## WORK REQUEST
Repeat the data word for word. Do not include the pictures.
(LISTED ENTRIES begins)
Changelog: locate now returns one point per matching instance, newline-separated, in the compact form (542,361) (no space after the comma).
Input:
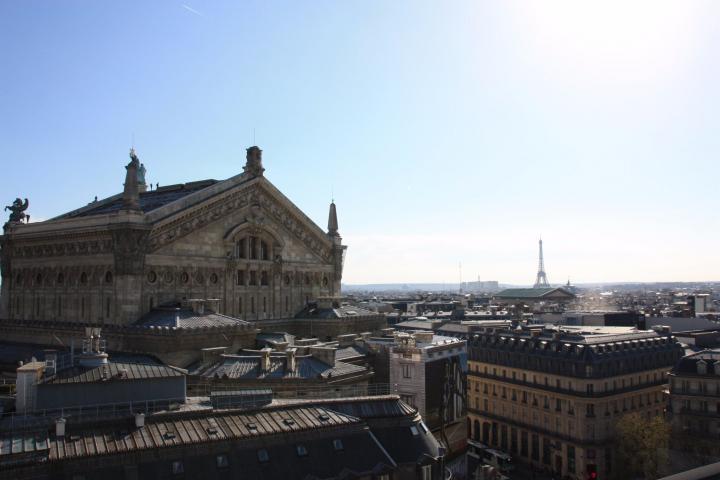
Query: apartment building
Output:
(550,396)
(695,402)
(LISTED ENTRIES ends)
## ANSWER BOX
Changelog: locate now returns one point per matching instance, newline-separated, in the compact form (542,361) (no space after the comma).
Input:
Query: apartment building
Output:
(550,396)
(695,402)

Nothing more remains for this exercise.